**TO BE DONE:**
Rewrite the entries below so that every "sunlit" becomes "shaded", with everything else left unchanged. Leave the pictures out of your answer.

-- Begin PROVIDED MATERIAL --

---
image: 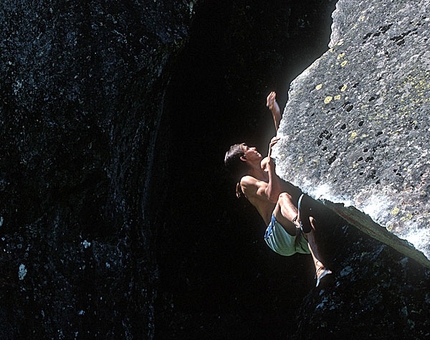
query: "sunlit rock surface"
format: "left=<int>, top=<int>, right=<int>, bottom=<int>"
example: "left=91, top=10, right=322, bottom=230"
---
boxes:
left=277, top=0, right=430, bottom=260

-- End PROVIDED MATERIAL --

**TASK OUTPUT:**
---
image: 
query: "shaded rock surface"
format: "left=<int>, top=<int>, right=<int>, bottom=<int>"
example: "left=91, top=10, right=322, bottom=230"
---
boxes:
left=277, top=0, right=430, bottom=260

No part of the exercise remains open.